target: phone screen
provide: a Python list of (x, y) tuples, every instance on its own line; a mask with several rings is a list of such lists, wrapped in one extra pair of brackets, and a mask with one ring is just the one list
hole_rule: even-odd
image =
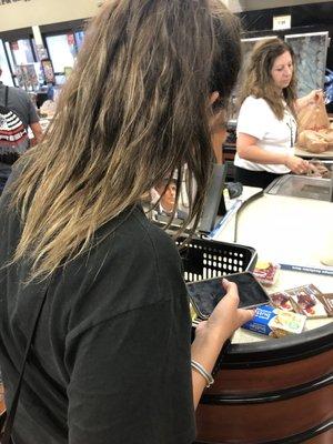
[[(241, 309), (250, 309), (270, 302), (266, 292), (251, 273), (230, 274), (225, 278), (238, 284), (240, 295), (239, 306)], [(194, 309), (203, 319), (209, 317), (216, 304), (225, 295), (222, 278), (191, 282), (186, 286)]]

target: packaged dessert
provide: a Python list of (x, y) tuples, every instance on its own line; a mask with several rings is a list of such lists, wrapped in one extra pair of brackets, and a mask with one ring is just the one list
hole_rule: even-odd
[(291, 296), (285, 292), (276, 292), (269, 294), (272, 305), (276, 309), (284, 310), (287, 312), (294, 311), (294, 305), (291, 301)]
[(324, 305), (329, 316), (333, 316), (333, 293), (317, 294), (316, 297)]
[(307, 317), (326, 317), (327, 312), (317, 299), (322, 292), (313, 284), (297, 286), (295, 289), (286, 290), (291, 299), (295, 303), (296, 311)]
[(258, 261), (253, 270), (253, 274), (261, 284), (273, 285), (276, 282), (279, 270), (279, 264), (266, 261)]
[(305, 321), (306, 316), (303, 314), (262, 305), (255, 310), (254, 317), (242, 327), (271, 337), (283, 337), (301, 333)]

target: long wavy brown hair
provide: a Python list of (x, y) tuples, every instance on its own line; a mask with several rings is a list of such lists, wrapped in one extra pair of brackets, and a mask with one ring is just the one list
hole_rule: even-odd
[[(49, 131), (22, 160), (13, 261), (32, 279), (93, 245), (97, 230), (184, 165), (196, 225), (210, 176), (210, 118), (240, 68), (239, 20), (220, 0), (113, 0), (92, 20)], [(219, 92), (212, 107), (209, 98)]]
[[(271, 71), (275, 59), (286, 51), (291, 54), (294, 70), (289, 87), (283, 89), (283, 95), (281, 95), (281, 91), (274, 84)], [(284, 115), (284, 101), (295, 115), (295, 56), (292, 48), (283, 40), (268, 39), (258, 43), (250, 56), (243, 79), (244, 84), (241, 87), (239, 105), (246, 97), (254, 95), (256, 99), (265, 99), (279, 120), (282, 120)]]

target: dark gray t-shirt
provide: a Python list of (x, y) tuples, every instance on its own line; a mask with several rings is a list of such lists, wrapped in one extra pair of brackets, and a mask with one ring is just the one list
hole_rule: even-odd
[[(0, 82), (0, 104), (3, 107), (4, 93), (6, 85)], [(31, 123), (39, 121), (39, 117), (29, 94), (19, 88), (9, 87), (8, 108), (19, 115), (26, 129), (28, 129)]]
[[(2, 269), (20, 236), (7, 202), (8, 191), (0, 201), (0, 363), (10, 403), (43, 287), (22, 285), (22, 263)], [(99, 236), (97, 248), (52, 280), (14, 443), (190, 444), (191, 327), (180, 256), (140, 208)]]

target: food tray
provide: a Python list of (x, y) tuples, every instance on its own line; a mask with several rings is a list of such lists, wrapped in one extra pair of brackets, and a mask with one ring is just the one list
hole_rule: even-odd
[[(184, 240), (179, 238), (175, 243), (181, 245)], [(253, 271), (256, 263), (256, 251), (251, 246), (208, 239), (192, 239), (180, 255), (185, 282)]]

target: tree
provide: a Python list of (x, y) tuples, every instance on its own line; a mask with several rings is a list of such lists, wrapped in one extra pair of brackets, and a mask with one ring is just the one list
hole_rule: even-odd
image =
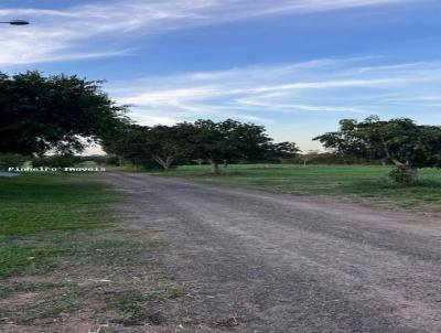
[(300, 149), (297, 147), (295, 142), (277, 142), (268, 143), (268, 151), (266, 153), (267, 161), (292, 159), (299, 154)]
[[(377, 116), (364, 121), (344, 119), (341, 130), (314, 138), (326, 148), (341, 149), (357, 157), (387, 158), (396, 165), (391, 176), (412, 183), (419, 168), (441, 166), (441, 127), (421, 126), (408, 118), (380, 120)], [(341, 138), (343, 144), (332, 138)]]
[(194, 132), (189, 139), (192, 157), (206, 159), (213, 174), (220, 173), (222, 162), (262, 158), (270, 142), (262, 126), (232, 119), (220, 122), (200, 119), (194, 122)]
[(186, 155), (186, 138), (191, 133), (193, 126), (185, 122), (154, 127), (131, 125), (117, 137), (104, 140), (103, 147), (107, 153), (119, 155), (135, 165), (151, 166), (154, 161), (168, 171), (176, 159)]
[(320, 151), (318, 150), (309, 150), (305, 153), (300, 154), (300, 159), (303, 162), (303, 166), (305, 168), (306, 164), (320, 155)]
[(148, 133), (152, 159), (165, 171), (169, 171), (176, 159), (186, 155), (187, 144), (185, 139), (192, 132), (193, 127), (185, 122), (171, 127), (152, 127)]
[(101, 82), (0, 73), (0, 152), (82, 151), (127, 122), (125, 112), (101, 90)]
_ _ _ _ _
Render the records above, from their first line through the line containing "282), (186, 286)]]", as a Markdown table with the columns Row and Content, numbering each line and skipping blank lines. Leave the pictures out of the table.

| Row | Content |
|---|---|
| 1 | target: phone screen |
| 2 | provide: a Python list of (x, y) tuples, every instance on its own line; a mask with several rings is a list of such lists, wrapped in one extra pair of brackets, and a mask with one ring is just the one list |
| 3 | hole_rule: even-odd |
| 4 | image = |
| 5 | [[(241, 309), (250, 309), (270, 302), (266, 292), (251, 273), (230, 274), (225, 278), (238, 284), (240, 295), (239, 306)], [(194, 309), (203, 319), (209, 317), (216, 304), (225, 295), (222, 278), (191, 282), (186, 286)]] |